**ASSIGNMENT**
According to the biography of Thomas Q. Ashburn, in what town was he born?

**PASSAGE TO READ**
******
United States Army general (1874–1941)

Thomas Q. Ashburn (November 17, 1874 – May 2, 1941) was a United States Army major general active during World War I. Ashburn wrote a unit history of the 324th Field Artillery Brigade as well as articles on waterways, rivers, forest fires, and transportation.

== Early life ==
Ashburn was born in Batavia, Ohio. He graduated number sixty-one of sixty-seven from the United States Military Academy in 1897.

== Career ==
Ashburn's first duty was with the 25th Infantry at Fort Missoula, in Montana, after which he was transferred to the artillery. Ashburn was commissioned a captain in the 34th United States Volunteer Infantry and was shipped to the Philippines.

In May 1900, he commanded one column of the pursuit of Emilio Aguinaldo. He was made a brevet major for gallantry in action at San Jacinto on November 11, 1899. From 1901 to 1902, Ashburn was the aide to General Arthur MacArthur, after which he was stationed in Cuba to command the 18th, 19th, and 24th Companies of Coast Artillery. He returned from Cuba in 1903, graduated from the School of Submarine Defense in 1907, and served a second tour in the Philippines. During World War I, Ashburn commanded and took to France the 324th Field Artillery Brigade and the 158th Field Artillery in 1918.

Ashburn became chairman of the advisory board of the Inland Waterways Corporation and was made a brigadier general in 1924.
In 1927, he became a major general. In 1938, he retired from the army, but remained with the Inland Waterways Corporation until 1939.

==Awards==
Ashburn earned a Silver Citation Star and was commended publicly and personally by General John J. Pershing. He also received both the Croix de Guerre and Legion of Honor from France, as well as the Mexican Order of Military Merit and the Distinguished Service Medal from the United States.

==Writings ==
Ashburn authored History of the 324th Field Artillery and numerous articles dealing with military matters, river transportation, and forest fires.

==Death and legacy==
Ashburn died at age 66 on May 2, 1941.

==Family==
In 1898 he married Frances Fee (1880-1859) and they were parents of a son, Thomas Q Ashburn Jr. 1904-1958. Colonel Percy Moreau Ashburn was his brother. Brigadier General Julius Penn was his cousin.
******
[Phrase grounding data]
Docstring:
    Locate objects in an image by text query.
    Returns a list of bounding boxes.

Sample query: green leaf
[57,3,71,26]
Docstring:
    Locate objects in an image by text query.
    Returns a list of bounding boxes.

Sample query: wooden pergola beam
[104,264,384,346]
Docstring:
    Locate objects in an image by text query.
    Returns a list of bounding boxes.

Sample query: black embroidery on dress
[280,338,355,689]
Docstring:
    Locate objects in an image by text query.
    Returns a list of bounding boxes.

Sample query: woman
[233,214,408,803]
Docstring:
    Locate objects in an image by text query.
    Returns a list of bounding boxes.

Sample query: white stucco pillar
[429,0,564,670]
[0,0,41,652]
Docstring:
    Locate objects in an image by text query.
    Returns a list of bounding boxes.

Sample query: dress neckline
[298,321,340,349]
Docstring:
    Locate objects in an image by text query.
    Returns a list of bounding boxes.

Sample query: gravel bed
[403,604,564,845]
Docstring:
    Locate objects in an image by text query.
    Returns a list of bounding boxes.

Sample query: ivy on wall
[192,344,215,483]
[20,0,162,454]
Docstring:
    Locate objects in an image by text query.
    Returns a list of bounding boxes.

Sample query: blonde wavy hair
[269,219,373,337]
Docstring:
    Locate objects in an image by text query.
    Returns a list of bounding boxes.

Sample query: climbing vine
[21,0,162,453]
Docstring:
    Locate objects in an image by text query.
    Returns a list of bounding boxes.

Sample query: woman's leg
******
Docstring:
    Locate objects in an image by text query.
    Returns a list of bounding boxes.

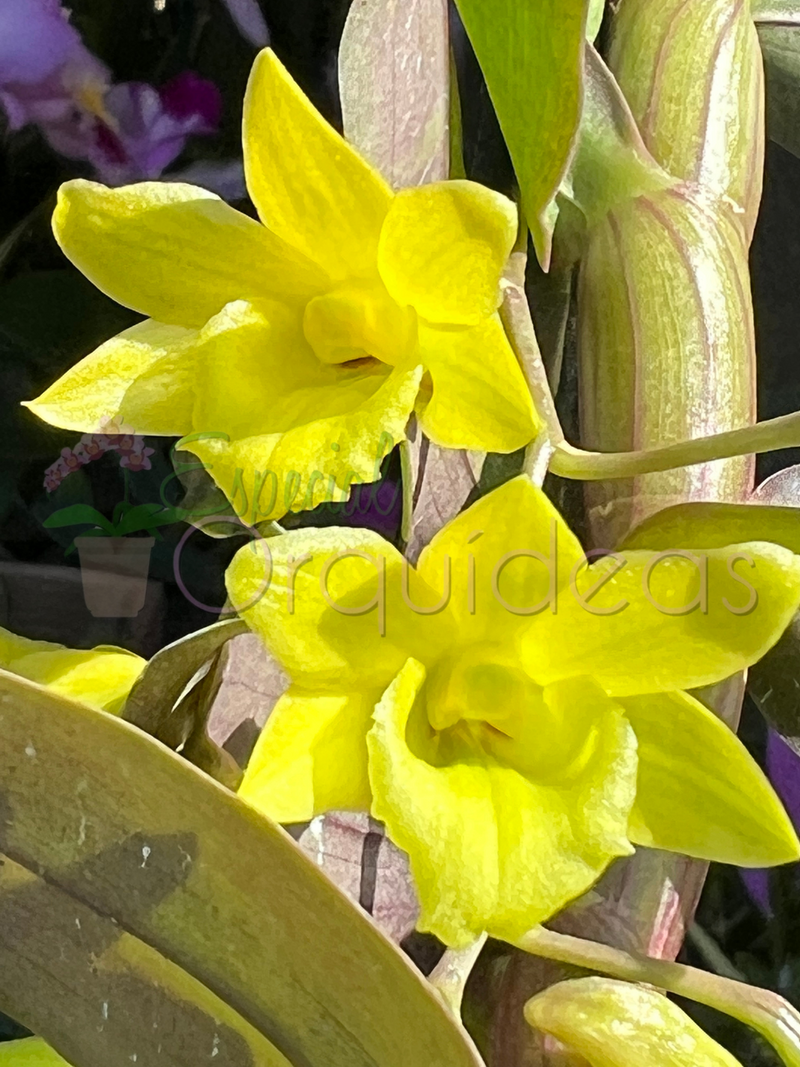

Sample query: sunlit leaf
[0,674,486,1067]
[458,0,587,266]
******
**SOLUTION**
Batavia, Ohio